▶ _Page text_
%%
Why Not Productions active on all fronts
by Fabien Lemercier
06/10/2010 - While Xavier Beauvois’s Of Gods and Men [trailer, film focus] continues to occupy the top spot at the box office (1.72m admissions in 26 days), another title from Why Not Productions is hitting screens today: Gregg Araki’s Kaboom [trailer].
Unveiled out of competition at the latest Cannes Film Festival, the film was co-produced by Wild Bunch, who are handling distribution. This third collaboration between Why Not and the highly original US director marks another master-stroke for the Paris-based production company whose international reputation continues to grow.
Having produced works by Jacques Audiard, Arnaud Desplechin, Christophe Honoré, Antony Cordier (Happy Few [trailer], currently on screens), Claire Denis, Bruno Podalydès and Jean-François Richet, among others, Why Not Productions is opening up more and more to European cinema. After producing UK director Ken Loach’s latest two features (Looking for Eric [trailer, film focus], Route Irish [trailer]), the company headed by Pascal Caucheteux and Grégoire Sorlat is currently involved in co-producing German filmmaker Ulrich Köhler’s La Maladie du Sommeil (“The Sleep Disease”), as it did for Czech director Bohdan Slama’s Country Teacher [trailer, film focus] and collective Romanian film Tales From the Golden Age [trailer].
Why Not is also making a name for itself as a distributor. After launching, in association with Bac Films, Christian Mungiu’s 4 Months, 3 Weeks and 2 Days [trailer, film focus] in 2007, the company will independently release Everyone Else [trailer, film focus] by Germany’s Maren Ade (Grand Jury Prize and Best Actress at the Berlinale 2009 – to be released in France on December 8) and If I Want to Whistle, I Whistle [trailer] by Romania’s Florin Serban (Silver Bear at the Berlinale 2010).
%%
▶ _What is being asked_
Can you continue the article above about Why Not Productions, picking up after its last sentence?

▶ _Extracted entries_
%%
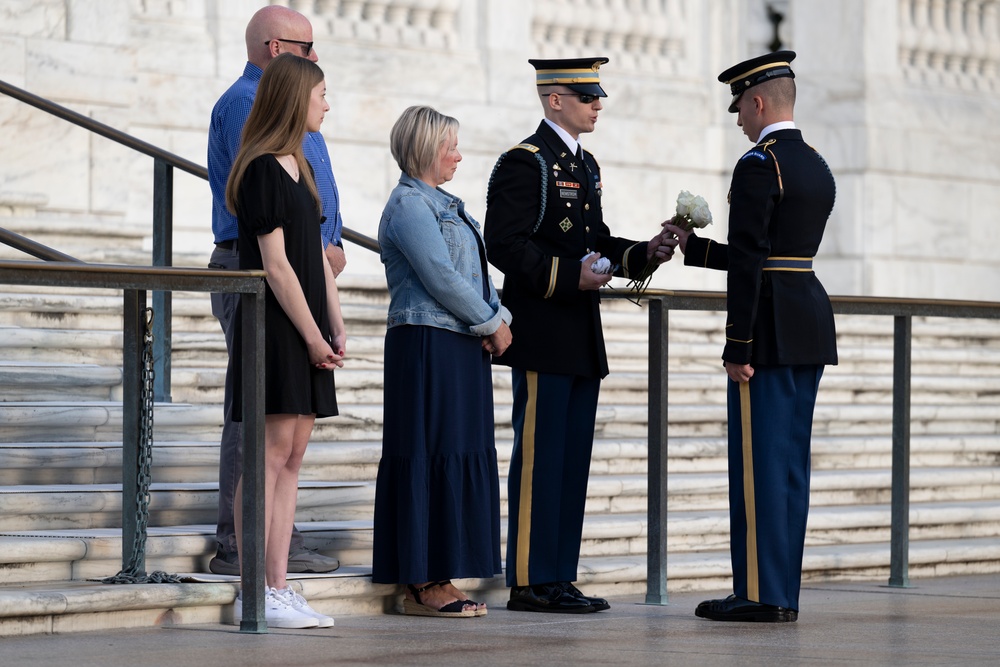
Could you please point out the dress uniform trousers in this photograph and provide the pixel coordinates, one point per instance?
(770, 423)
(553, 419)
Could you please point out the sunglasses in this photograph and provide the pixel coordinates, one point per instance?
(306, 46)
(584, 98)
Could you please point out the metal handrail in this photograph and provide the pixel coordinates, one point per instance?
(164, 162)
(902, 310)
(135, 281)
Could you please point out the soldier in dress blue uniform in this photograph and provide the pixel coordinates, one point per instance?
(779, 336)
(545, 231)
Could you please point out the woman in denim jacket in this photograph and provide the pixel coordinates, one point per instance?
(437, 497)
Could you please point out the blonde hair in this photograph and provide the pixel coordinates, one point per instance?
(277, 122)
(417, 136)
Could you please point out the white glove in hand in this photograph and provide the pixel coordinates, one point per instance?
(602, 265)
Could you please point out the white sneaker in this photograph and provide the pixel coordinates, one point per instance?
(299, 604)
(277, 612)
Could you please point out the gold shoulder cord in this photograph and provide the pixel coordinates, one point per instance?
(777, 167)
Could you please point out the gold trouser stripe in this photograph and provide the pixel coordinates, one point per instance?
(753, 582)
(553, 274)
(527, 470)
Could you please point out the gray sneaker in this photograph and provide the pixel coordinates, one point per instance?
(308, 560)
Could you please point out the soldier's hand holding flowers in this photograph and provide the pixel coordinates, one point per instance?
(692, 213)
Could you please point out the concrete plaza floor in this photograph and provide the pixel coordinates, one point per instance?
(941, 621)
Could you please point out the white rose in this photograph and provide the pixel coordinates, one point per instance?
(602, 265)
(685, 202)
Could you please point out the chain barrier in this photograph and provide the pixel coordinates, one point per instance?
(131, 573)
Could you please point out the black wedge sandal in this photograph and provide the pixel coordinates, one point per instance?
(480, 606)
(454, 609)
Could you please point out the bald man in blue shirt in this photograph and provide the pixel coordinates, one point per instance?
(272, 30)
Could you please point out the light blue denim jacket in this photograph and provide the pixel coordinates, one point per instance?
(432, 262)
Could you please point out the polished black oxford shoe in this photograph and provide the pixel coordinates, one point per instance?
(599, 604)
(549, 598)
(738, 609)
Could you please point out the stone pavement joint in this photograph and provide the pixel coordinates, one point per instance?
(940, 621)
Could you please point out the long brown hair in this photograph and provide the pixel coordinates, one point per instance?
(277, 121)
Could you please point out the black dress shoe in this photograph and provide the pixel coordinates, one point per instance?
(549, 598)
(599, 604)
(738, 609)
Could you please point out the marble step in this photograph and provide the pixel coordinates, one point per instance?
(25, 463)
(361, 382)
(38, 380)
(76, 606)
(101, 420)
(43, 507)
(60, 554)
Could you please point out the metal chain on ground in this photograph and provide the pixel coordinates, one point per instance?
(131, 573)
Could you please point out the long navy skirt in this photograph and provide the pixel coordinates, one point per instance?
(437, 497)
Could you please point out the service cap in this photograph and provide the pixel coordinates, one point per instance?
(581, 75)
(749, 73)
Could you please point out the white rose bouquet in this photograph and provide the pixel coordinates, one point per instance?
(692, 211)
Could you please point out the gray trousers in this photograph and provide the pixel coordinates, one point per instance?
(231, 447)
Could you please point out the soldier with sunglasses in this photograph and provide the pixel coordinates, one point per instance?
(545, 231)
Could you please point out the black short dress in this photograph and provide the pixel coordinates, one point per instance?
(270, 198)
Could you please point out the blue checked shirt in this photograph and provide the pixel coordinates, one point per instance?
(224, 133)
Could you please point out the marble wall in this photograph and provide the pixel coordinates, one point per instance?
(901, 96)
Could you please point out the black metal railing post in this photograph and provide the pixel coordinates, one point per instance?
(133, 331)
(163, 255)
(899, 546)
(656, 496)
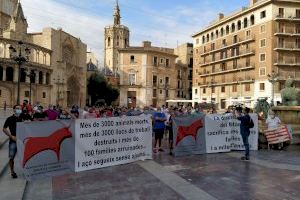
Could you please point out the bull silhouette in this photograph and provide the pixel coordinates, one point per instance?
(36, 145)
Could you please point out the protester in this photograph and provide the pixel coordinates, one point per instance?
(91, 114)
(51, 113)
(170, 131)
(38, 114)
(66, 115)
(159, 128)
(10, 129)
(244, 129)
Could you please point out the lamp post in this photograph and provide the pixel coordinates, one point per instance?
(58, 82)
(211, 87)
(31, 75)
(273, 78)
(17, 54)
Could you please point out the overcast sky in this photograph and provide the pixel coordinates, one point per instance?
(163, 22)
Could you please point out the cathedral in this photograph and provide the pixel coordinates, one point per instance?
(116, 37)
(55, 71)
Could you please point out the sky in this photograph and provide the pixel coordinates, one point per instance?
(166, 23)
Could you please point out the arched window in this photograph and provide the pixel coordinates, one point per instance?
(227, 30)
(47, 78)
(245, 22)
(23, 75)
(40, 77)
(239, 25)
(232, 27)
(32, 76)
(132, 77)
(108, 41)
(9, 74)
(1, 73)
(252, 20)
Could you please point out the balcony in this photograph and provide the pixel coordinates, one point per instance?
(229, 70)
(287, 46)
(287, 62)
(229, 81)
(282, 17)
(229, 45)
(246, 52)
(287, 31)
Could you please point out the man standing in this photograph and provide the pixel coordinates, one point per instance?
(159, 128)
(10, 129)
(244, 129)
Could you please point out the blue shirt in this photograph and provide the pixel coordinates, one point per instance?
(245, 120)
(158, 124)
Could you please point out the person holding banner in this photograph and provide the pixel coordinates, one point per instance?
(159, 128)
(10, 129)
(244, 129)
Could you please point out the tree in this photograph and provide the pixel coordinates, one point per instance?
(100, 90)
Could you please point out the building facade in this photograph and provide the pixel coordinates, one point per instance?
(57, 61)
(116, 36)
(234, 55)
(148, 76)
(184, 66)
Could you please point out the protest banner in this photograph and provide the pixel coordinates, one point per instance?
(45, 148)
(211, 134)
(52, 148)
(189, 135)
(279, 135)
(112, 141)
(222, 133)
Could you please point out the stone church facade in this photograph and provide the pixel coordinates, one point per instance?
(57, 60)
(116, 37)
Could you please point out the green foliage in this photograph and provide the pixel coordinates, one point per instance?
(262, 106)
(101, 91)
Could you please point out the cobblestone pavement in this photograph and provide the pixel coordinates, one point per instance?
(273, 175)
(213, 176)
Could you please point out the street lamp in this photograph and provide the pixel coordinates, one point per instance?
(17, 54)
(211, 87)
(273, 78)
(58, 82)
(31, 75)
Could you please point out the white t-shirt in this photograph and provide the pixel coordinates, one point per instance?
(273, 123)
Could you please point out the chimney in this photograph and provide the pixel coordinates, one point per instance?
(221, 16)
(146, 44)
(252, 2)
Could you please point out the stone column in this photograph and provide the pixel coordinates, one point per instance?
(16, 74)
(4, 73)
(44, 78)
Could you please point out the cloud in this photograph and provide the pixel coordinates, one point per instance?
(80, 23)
%%
▶ _Written answer_
Among Why Not’s forthcoming productions, highlights include Chinese director Lou Ye’s Bitch, starring Tahar Rahim (in post-production, co-produced by Les Films du Lendemain); and in preparation Christophe Honoré’s Biens-Aimés (“Beloved”), featuring Catherine Deneuve and Louis Garrel; and Arnaud Desplechin’s Psychotherapy of a Plains Indian.
This Wednesday’s new releases also include another title presented at Cannes, directed by a North American and produced by Europe: Woody Allen’s You Will Meet A Tall, Dark Stranger [trailer] (produced by Spain’s Mediapro – distributed by Warner France).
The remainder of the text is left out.